Render every line of the records below as a numbered list, omitting blank lines and leaving the pictures out.

### Box annotations for photos:

## Begin

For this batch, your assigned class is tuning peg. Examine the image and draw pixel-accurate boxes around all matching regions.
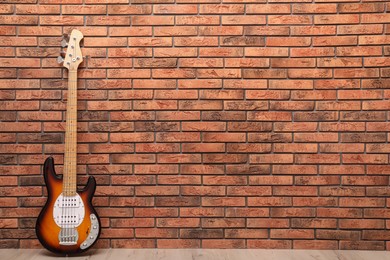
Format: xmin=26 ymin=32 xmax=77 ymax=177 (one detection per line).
xmin=61 ymin=39 xmax=68 ymax=48
xmin=57 ymin=56 xmax=64 ymax=64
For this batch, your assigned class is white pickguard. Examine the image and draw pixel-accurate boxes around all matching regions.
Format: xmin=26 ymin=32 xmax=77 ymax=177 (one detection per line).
xmin=53 ymin=193 xmax=85 ymax=228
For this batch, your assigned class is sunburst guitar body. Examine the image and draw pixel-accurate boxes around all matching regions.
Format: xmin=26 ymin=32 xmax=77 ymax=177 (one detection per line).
xmin=35 ymin=30 xmax=100 ymax=255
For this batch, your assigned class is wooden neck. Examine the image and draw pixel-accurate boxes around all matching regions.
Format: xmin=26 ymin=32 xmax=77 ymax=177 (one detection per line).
xmin=62 ymin=69 xmax=77 ymax=196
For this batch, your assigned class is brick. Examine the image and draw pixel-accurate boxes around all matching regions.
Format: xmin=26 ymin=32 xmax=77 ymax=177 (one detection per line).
xmin=246 ymin=3 xmax=291 ymax=14
xmin=338 ymin=3 xmax=385 ymax=13
xmin=268 ymin=15 xmax=313 ymax=24
xmin=337 ymin=24 xmax=383 ymax=34
xmin=314 ymin=14 xmax=359 ymax=24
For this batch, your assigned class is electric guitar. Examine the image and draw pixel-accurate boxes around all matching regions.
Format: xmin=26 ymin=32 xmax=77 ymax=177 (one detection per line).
xmin=35 ymin=30 xmax=100 ymax=254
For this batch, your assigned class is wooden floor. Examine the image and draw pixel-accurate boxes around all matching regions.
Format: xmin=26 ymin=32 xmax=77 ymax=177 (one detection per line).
xmin=0 ymin=249 xmax=390 ymax=260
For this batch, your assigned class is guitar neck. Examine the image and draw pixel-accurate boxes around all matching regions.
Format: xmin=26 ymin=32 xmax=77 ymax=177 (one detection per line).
xmin=63 ymin=69 xmax=77 ymax=196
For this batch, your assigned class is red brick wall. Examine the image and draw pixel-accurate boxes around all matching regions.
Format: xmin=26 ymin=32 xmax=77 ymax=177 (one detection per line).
xmin=0 ymin=0 xmax=390 ymax=250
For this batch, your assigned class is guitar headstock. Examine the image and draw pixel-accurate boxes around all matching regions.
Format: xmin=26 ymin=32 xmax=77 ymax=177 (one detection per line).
xmin=61 ymin=29 xmax=83 ymax=71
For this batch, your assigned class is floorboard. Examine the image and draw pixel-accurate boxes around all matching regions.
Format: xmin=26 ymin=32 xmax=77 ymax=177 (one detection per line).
xmin=0 ymin=249 xmax=390 ymax=260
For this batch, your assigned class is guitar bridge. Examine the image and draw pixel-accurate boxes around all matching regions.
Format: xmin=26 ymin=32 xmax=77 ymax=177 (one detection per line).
xmin=80 ymin=214 xmax=99 ymax=249
xmin=58 ymin=228 xmax=79 ymax=246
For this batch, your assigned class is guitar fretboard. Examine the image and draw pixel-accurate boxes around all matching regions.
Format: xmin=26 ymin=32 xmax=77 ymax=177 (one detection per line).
xmin=63 ymin=70 xmax=77 ymax=196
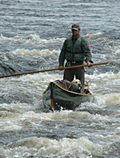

## End

### Written answer:
1. For this batch, your assigned class is tuning peg. Examine the image and draw pixel-accurate boxes around all matching regions.
2. Format: xmin=26 ymin=32 xmax=77 ymax=177 (one detection per line).
3. xmin=61 ymin=39 xmax=68 ymax=48
4. xmin=57 ymin=56 xmax=64 ymax=64
5. For this batch, your assigned class is white pickguard. Examine the image and draw pixel-accurate boxes around all matching regions.
6. Format: xmin=26 ymin=32 xmax=77 ymax=177 (one detection per line).
7. xmin=53 ymin=193 xmax=85 ymax=228
8. For this batch, your assigned class is sunburst guitar body. Examine the image and draw pixel-accurate boxes around all matching regions.
9. Format: xmin=26 ymin=32 xmax=77 ymax=177 (one detection per line).
10. xmin=35 ymin=30 xmax=100 ymax=255
11. For this batch, your assigned class is wooden neck. Examine the image and draw pixel-accurate boxes around all matching regions.
12. Format: xmin=26 ymin=32 xmax=77 ymax=177 (one detection per line).
13. xmin=62 ymin=69 xmax=77 ymax=196
14. For this batch, your assigned class is brick. Examine the image and draw pixel-accurate boxes around all matching regions.
15. Format: xmin=26 ymin=32 xmax=77 ymax=177 (one detection per line).
16. xmin=246 ymin=3 xmax=291 ymax=14
17. xmin=338 ymin=3 xmax=385 ymax=13
18. xmin=268 ymin=15 xmax=313 ymax=24
19. xmin=337 ymin=24 xmax=383 ymax=34
20. xmin=314 ymin=14 xmax=359 ymax=24
21. For this batch, your assigned class is electric guitar. Examine the image and draw pixel-accurate boxes around all matching regions.
22. Format: xmin=26 ymin=32 xmax=77 ymax=177 (one detection per line).
23. xmin=35 ymin=30 xmax=100 ymax=254
24. For this batch, your assigned class is wooden floor. Examine the image and draw pixel-accurate boxes around all matching regions.
25. Format: xmin=26 ymin=32 xmax=77 ymax=177 (one detection per line).
26. xmin=0 ymin=249 xmax=390 ymax=260
27. For this batch, your assigned class is guitar neck. Examine the image and draw pixel-accurate boxes around all matching regions.
28. Format: xmin=26 ymin=32 xmax=77 ymax=177 (one detection per line).
29. xmin=63 ymin=69 xmax=77 ymax=196
30. For this batch, your assigned class is red brick wall. Examine the image and draw pixel-accurate boxes around all matching regions.
31. Format: xmin=26 ymin=32 xmax=77 ymax=177 (one detection per line).
32. xmin=0 ymin=0 xmax=390 ymax=250
33. For this batch, your assigned class is guitar headstock. Examine the image and draw pixel-accurate boxes around all matching regions.
34. Format: xmin=26 ymin=32 xmax=77 ymax=177 (one detection per line).
35. xmin=61 ymin=29 xmax=83 ymax=71
36. For this batch, your assigned class is floorboard. Examine the image and draw pixel-accurate boxes around all matching regions.
37. Format: xmin=26 ymin=32 xmax=77 ymax=177 (one detection per line).
38. xmin=0 ymin=249 xmax=390 ymax=260
39. For this batch, your assigned class is guitar bridge. Examine the image and draw pixel-accurate boxes around all matching regions.
40. Format: xmin=26 ymin=32 xmax=77 ymax=177 (one detection per line).
41. xmin=80 ymin=214 xmax=99 ymax=249
42. xmin=58 ymin=228 xmax=79 ymax=246
43. For this batch, your assigned class is guitar fretboard. Examine the image and draw pixel-accurate boxes around all matching regions.
44. Format: xmin=26 ymin=32 xmax=77 ymax=177 (one detection per line).
45. xmin=63 ymin=70 xmax=77 ymax=196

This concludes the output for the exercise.